Your task
Each record below should be written out again exactly as given.

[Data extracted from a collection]
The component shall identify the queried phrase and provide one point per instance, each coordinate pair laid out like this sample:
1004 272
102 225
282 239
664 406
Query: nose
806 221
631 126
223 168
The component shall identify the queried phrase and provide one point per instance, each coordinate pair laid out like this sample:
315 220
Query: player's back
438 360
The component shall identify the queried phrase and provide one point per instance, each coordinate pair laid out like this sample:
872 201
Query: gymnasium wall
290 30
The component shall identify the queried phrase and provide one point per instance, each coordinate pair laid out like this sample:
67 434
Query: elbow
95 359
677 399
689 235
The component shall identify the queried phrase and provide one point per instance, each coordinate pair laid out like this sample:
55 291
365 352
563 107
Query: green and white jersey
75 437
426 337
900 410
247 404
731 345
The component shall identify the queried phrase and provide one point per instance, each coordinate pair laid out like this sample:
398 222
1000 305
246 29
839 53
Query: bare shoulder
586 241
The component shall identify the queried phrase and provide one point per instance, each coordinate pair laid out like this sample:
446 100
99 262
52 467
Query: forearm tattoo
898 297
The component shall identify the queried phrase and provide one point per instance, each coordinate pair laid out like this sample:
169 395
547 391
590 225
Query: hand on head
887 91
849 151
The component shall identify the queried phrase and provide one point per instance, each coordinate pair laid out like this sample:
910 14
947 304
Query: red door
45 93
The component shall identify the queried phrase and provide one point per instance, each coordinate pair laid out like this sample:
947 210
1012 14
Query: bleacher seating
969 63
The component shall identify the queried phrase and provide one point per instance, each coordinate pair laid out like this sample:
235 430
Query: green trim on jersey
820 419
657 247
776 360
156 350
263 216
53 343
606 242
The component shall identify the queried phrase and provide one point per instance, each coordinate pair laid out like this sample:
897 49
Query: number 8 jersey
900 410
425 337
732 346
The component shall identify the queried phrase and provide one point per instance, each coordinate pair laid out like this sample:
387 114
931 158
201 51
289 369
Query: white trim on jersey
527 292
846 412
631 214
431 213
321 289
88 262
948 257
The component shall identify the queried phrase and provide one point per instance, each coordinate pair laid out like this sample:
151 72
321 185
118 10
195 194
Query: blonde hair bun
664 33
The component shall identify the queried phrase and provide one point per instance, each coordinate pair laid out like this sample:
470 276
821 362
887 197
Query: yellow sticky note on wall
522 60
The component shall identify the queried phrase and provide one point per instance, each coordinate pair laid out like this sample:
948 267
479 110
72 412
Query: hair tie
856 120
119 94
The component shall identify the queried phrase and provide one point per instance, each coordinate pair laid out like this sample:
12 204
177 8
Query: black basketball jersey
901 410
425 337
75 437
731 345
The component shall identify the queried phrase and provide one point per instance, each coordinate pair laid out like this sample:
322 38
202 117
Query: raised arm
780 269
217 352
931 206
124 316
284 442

Finished task
The component shall identify the queried phrase and provide one point per instance, each coordinate pair laid out like this sample:
1004 272
102 225
282 239
664 406
Query: nose
806 221
631 126
223 168
The component shall identify the queried phrase and provide one point per instance, each coordinate pair laid out like this sample:
315 220
Query: player's back
438 360
The component shall identify the queried phrase and provide one point per instance, each coordinate pair laid out like this sample:
872 201
Query: gymnasium wall
290 30
The component shall identify the queried phrase and provide one point per instance, each coordinate pair laid out like this sample:
67 434
Query: elbow
95 359
677 399
689 235
The component shall identify the queried phrase and provide one point per instance, each coordinate pair laid out like this sample:
55 291
365 352
563 107
Query: green and white jersey
75 437
426 337
900 410
247 404
731 345
The component shall identify the queried phrase and provide one point per instance, each coordinate pair laid out like this sample:
398 222
1000 305
246 29
839 53
Query: bare shoulder
586 241
The component shall identify the queried phrase and provide one point per instance, each coordinate pair laid out like this sample:
446 100
99 262
52 467
Query: forearm tattoo
898 297
The component shall identify the queried phrase and provide one point per instance, each coordinate pair laid out like this sample:
169 395
547 391
590 225
Query: hand on head
887 91
849 151
The component shall identify the queried phrase and provide one point per instance, each coordinate pair laid out like this sample:
910 14
947 304
Query: red door
45 93
The component shall identify the queried phrase and provide one point per instance, each coordinate pair laid out like this sample:
947 210
1012 14
Query: bleacher seating
969 63
The component shall identify the queried phrase and provide one point per instance, each coordinate pair laid out like this sample:
235 430
Query: green trim on jersey
820 419
657 247
776 360
156 350
263 216
53 343
606 242
The component shall identify the queried phrase and provide one point per instance, each coordinate pair laid out like this sample:
897 49
Query: number 8 jersey
900 410
425 337
732 346
The component shall identify the queried phrase and provide one point per instance, each coordinate pair laid out like this sample:
387 114
931 158
201 51
289 369
Query: white trim on jersey
527 292
846 412
631 214
431 213
321 289
88 262
948 257
The component shall identify the queried phrase and provide one point per instance, each coordinate pair laid out like this sample:
151 72
321 185
118 10
195 194
Query: blonde hair bun
664 33
The component shall identify the queried phrase and provide one point per instance, each coordinate pair laid out like this sample:
470 276
821 362
887 197
Query: yellow sticky note on wall
522 60
The component shall identify the queried phrase and provide one point per instance, each coordinate pair laid out like this sample:
948 267
479 110
72 412
Query: hair tie
856 120
119 94
The component shall identify the queried phrase and provide one point per instance, each coordinate pair laid out like this sample:
12 204
177 8
Query: black basketball jersey
901 410
425 337
75 437
731 345
The component shall identify the queried phrase and provide one point per instance, each coordinate pair laid out like this sample:
322 38
202 117
Query: raised arm
780 269
217 352
931 206
124 316
284 442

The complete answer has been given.